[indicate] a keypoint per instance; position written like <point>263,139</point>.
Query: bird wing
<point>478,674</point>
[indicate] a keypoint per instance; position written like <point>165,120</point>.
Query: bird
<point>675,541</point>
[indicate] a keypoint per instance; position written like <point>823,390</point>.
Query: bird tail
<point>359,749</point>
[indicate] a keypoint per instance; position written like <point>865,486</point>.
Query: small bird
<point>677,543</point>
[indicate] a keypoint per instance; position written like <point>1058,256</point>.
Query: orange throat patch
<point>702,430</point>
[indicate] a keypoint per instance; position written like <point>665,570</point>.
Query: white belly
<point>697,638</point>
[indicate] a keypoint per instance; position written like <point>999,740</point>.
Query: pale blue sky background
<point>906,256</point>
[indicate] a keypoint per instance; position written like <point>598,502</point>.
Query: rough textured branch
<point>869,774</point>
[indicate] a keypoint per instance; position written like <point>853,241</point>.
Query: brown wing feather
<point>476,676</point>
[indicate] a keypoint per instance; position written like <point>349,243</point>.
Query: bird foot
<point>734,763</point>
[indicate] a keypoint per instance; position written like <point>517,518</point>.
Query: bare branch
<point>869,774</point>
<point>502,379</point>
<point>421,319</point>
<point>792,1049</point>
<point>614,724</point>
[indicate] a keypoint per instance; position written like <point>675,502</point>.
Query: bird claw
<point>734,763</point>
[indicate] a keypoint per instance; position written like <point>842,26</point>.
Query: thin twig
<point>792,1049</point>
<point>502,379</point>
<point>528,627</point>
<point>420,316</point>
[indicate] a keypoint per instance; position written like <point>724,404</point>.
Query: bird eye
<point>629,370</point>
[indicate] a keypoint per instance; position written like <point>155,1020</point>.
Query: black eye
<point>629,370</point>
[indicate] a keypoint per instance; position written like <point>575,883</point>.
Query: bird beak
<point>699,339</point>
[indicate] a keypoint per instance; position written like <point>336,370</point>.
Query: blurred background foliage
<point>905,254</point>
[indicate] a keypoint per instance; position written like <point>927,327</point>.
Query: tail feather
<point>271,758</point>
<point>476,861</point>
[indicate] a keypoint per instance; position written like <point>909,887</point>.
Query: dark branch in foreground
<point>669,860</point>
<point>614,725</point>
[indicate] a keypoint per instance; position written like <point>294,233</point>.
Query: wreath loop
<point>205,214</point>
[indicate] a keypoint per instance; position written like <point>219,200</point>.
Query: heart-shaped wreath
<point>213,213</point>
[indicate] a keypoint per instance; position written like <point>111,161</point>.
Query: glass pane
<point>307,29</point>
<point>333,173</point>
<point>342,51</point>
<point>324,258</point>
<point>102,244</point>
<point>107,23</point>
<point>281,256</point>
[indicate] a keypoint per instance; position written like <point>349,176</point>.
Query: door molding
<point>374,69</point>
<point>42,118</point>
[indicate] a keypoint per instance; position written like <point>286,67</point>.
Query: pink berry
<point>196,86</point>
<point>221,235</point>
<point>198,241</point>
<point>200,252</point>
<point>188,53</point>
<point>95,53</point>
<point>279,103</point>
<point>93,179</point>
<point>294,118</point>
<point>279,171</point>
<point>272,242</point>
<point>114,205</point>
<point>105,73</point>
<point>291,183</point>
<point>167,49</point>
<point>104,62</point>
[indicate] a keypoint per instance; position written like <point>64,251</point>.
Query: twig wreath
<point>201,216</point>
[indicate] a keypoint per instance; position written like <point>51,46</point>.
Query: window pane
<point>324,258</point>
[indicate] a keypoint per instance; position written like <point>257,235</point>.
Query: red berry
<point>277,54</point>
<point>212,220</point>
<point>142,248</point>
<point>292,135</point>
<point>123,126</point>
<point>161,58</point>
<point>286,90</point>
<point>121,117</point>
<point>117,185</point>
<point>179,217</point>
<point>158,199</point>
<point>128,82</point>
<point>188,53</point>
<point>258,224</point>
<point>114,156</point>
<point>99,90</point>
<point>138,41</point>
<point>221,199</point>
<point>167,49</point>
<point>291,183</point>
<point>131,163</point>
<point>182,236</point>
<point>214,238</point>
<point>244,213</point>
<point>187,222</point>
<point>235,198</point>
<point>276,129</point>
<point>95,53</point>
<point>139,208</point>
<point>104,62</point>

**TASK STATEMENT**
Lay out every line of the material above as a Markdown table with two columns, Row and Material line. Number the rows in order and leave out blank lines.

**WRITTEN ANSWER**
| Row | Material line |
|---|---|
| 1 | [indicate] a keypoint per instance; position written like <point>263,139</point>. |
| 2 | Query: bird wing |
| 3 | <point>478,674</point> |
| 4 | [indicate] a keypoint per instance; position written like <point>165,120</point>. |
| 5 | Query: bird |
| 6 | <point>675,541</point> |
| 7 | [indicate] a keypoint per instance; position written like <point>823,390</point>. |
| 8 | Query: bird tail |
| 9 | <point>359,749</point> |
| 10 | [indicate] a keypoint per instance; position written like <point>865,486</point>. |
| 11 | Query: small bird |
| 12 | <point>677,543</point> |
| 13 | [indicate] a keypoint per instance; position written like <point>1058,256</point>. |
| 14 | Query: orange throat patch |
| 15 | <point>702,430</point> |
| 16 | [indicate] a keypoint per instance; position written like <point>665,570</point>. |
| 17 | Query: white belly |
| 18 | <point>697,638</point> |
| 19 | [indicate] a keypoint per instance; position written like <point>999,740</point>. |
| 20 | Query: pale blue sky background |
| 21 | <point>906,256</point> |
| 22 | [indicate] a keypoint per instance; position written like <point>598,502</point>. |
| 23 | Query: rough textured branch |
| 24 | <point>869,774</point> |
| 25 | [indicate] a keypoint per instance; position written like <point>853,241</point>. |
| 26 | Query: brown wing feather |
| 27 | <point>476,676</point> |
| 28 | [indicate] a keypoint per instance; position written like <point>349,243</point>. |
| 29 | Query: bird foot |
| 30 | <point>734,763</point> |
| 31 | [indicate] a keypoint per instance; position written like <point>517,518</point>. |
| 32 | Query: bare branch |
| 33 | <point>869,774</point> |
| 34 | <point>502,379</point> |
| 35 | <point>421,319</point> |
| 36 | <point>792,1049</point> |
| 37 | <point>614,724</point> |
| 38 | [indicate] a keypoint per instance; position written like <point>675,502</point>. |
| 39 | Query: bird claw |
| 40 | <point>734,763</point> |
| 41 | [indicate] a keypoint per instance; position written like <point>842,26</point>. |
| 42 | Query: thin twig |
| 43 | <point>792,1049</point> |
| 44 | <point>502,379</point> |
| 45 | <point>528,627</point> |
| 46 | <point>420,316</point> |
| 47 | [indicate] a keypoint per instance; position written like <point>724,404</point>. |
| 48 | Query: bird eye |
| 49 | <point>629,370</point> |
| 50 | [indicate] a keypoint per instance; position written like <point>155,1020</point>. |
| 51 | Query: black eye |
| 52 | <point>629,370</point> |
| 53 | [indicate] a keypoint per instance; position written like <point>575,883</point>. |
| 54 | Query: bird beak |
| 55 | <point>699,339</point> |
| 56 | [indicate] a keypoint per instance; position written like <point>336,370</point>. |
| 57 | Query: blurred background foliage |
| 58 | <point>905,254</point> |
| 59 | [indicate] a keypoint per instance; position written like <point>927,327</point>. |
| 60 | Query: tail feather |
| 61 | <point>271,758</point> |
| 62 | <point>476,861</point> |
| 63 | [indicate] a keypoint per instance; position written like <point>909,887</point>. |
| 64 | Query: dark branch in foreground |
| 65 | <point>669,860</point> |
| 66 | <point>614,725</point> |
| 67 | [indicate] a keypoint per instance; position written like <point>294,233</point>. |
| 68 | Query: wreath loop |
| 69 | <point>205,214</point> |
| 70 | [indicate] a keypoint per instance; position written like <point>219,200</point>. |
| 71 | Query: heart-shaped wreath |
| 72 | <point>213,213</point> |
| 73 | [indicate] a keypoint per instance; position written like <point>111,161</point>. |
| 74 | Query: glass pane |
| 75 | <point>307,29</point> |
| 76 | <point>333,173</point> |
| 77 | <point>342,51</point> |
| 78 | <point>324,258</point> |
| 79 | <point>102,244</point> |
| 80 | <point>107,23</point> |
| 81 | <point>281,256</point> |
| 82 | [indicate] a keypoint per instance; position written like <point>349,176</point>. |
| 83 | Query: door molding |
| 84 | <point>374,69</point> |
| 85 | <point>42,118</point> |
| 86 | [indicate] a keypoint per instance; position written like <point>286,67</point>. |
| 87 | Query: pink berry |
| 88 | <point>196,86</point> |
| 89 | <point>221,235</point> |
| 90 | <point>198,241</point> |
| 91 | <point>200,252</point> |
| 92 | <point>188,53</point> |
| 93 | <point>95,53</point> |
| 94 | <point>279,103</point> |
| 95 | <point>93,179</point> |
| 96 | <point>294,118</point> |
| 97 | <point>279,171</point> |
| 98 | <point>272,242</point> |
| 99 | <point>114,205</point> |
| 100 | <point>105,73</point> |
| 101 | <point>291,183</point> |
| 102 | <point>167,49</point> |
| 103 | <point>104,62</point> |
| 104 | [indicate] a keypoint per instance; position written like <point>64,251</point>. |
| 105 | Query: twig wreath |
| 106 | <point>201,216</point> |
| 107 | [indicate] a keypoint per instance; position written like <point>51,46</point>. |
| 108 | Query: window pane |
| 109 | <point>324,258</point> |
| 110 | [indicate] a keypoint per instance; position written like <point>257,235</point>. |
| 111 | Query: red berry |
| 112 | <point>277,54</point> |
| 113 | <point>212,220</point> |
| 114 | <point>142,248</point> |
| 115 | <point>292,135</point> |
| 116 | <point>123,126</point> |
| 117 | <point>161,58</point> |
| 118 | <point>286,90</point> |
| 119 | <point>121,117</point> |
| 120 | <point>117,185</point> |
| 121 | <point>179,217</point> |
| 122 | <point>158,199</point> |
| 123 | <point>128,82</point> |
| 124 | <point>188,53</point> |
| 125 | <point>258,224</point> |
| 126 | <point>114,156</point> |
| 127 | <point>99,90</point> |
| 128 | <point>138,41</point> |
| 129 | <point>221,199</point> |
| 130 | <point>167,49</point> |
| 131 | <point>291,183</point> |
| 132 | <point>131,163</point> |
| 133 | <point>182,236</point> |
| 134 | <point>214,238</point> |
| 135 | <point>244,213</point> |
| 136 | <point>187,222</point> |
| 137 | <point>235,198</point> |
| 138 | <point>276,129</point> |
| 139 | <point>95,53</point> |
| 140 | <point>139,208</point> |
| 141 | <point>104,62</point> |